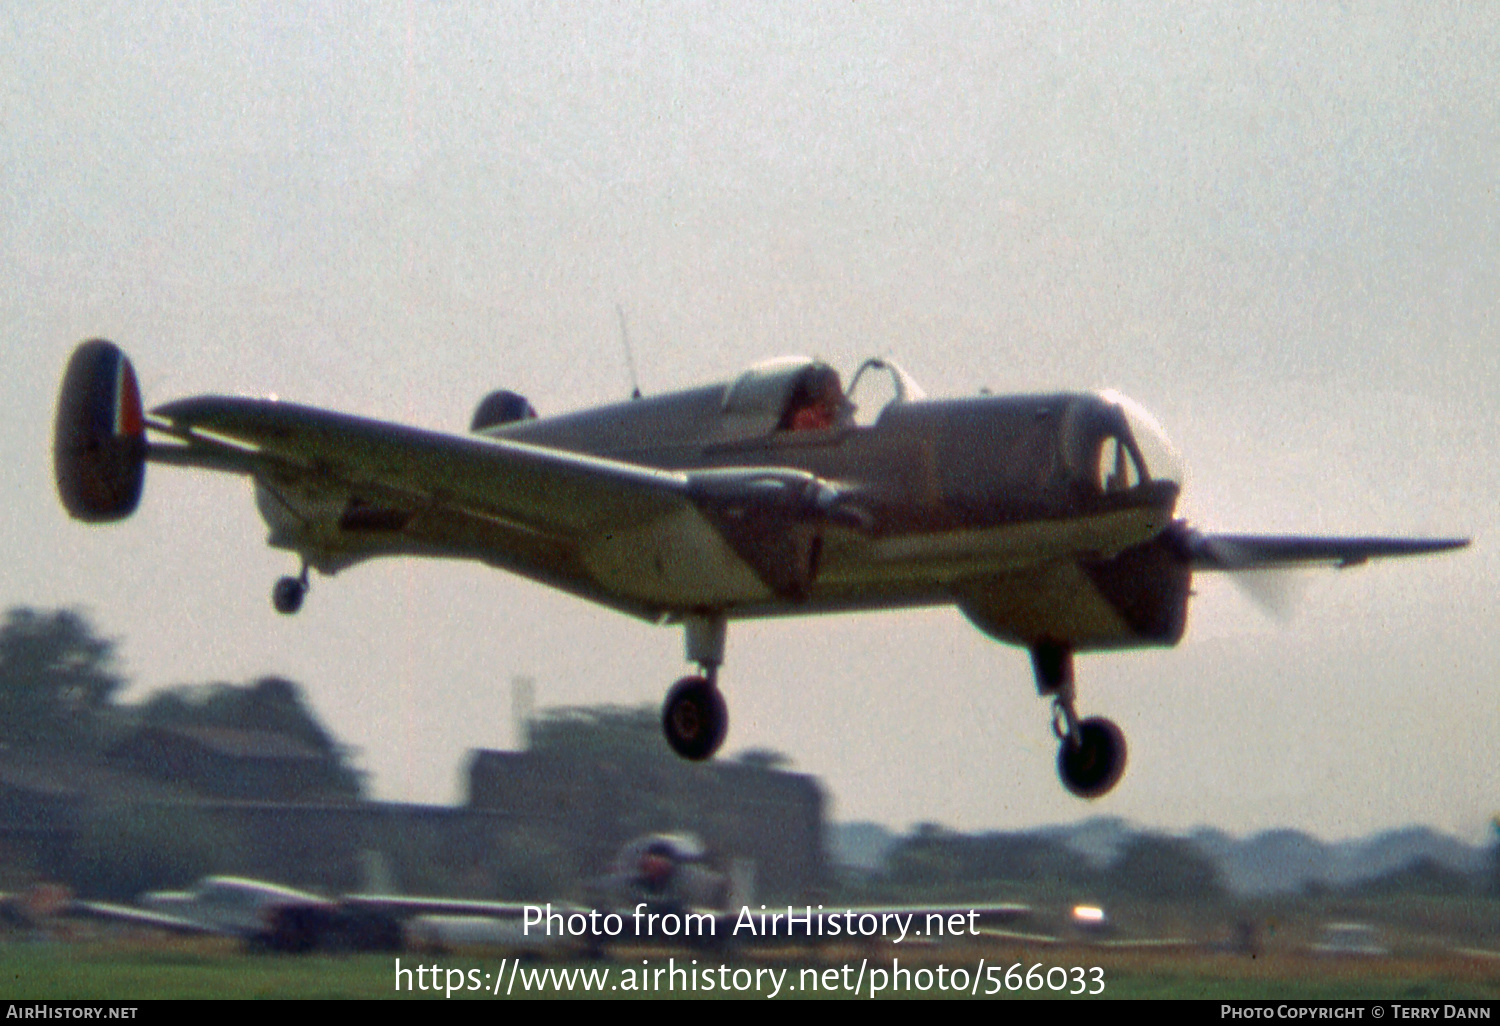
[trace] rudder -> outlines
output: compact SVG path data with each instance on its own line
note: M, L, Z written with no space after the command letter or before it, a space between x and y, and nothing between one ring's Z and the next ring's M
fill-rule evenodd
M146 479L146 420L130 359L113 342L80 343L63 374L53 435L57 494L77 520L135 512Z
-------------------------
• ASSIGNMENT: Repeat the entries exactly, pictures left out.

• TASK RESULT:
[trace] rudder -> outlines
output: compact SVG path data with each instance on its own line
note: M, L, Z written with no space after the command letter or before it, a space between x and y, and nothing between one ring's Z and the next ring's M
fill-rule evenodd
M146 479L146 420L130 359L113 342L80 343L63 374L53 435L57 494L77 520L135 512Z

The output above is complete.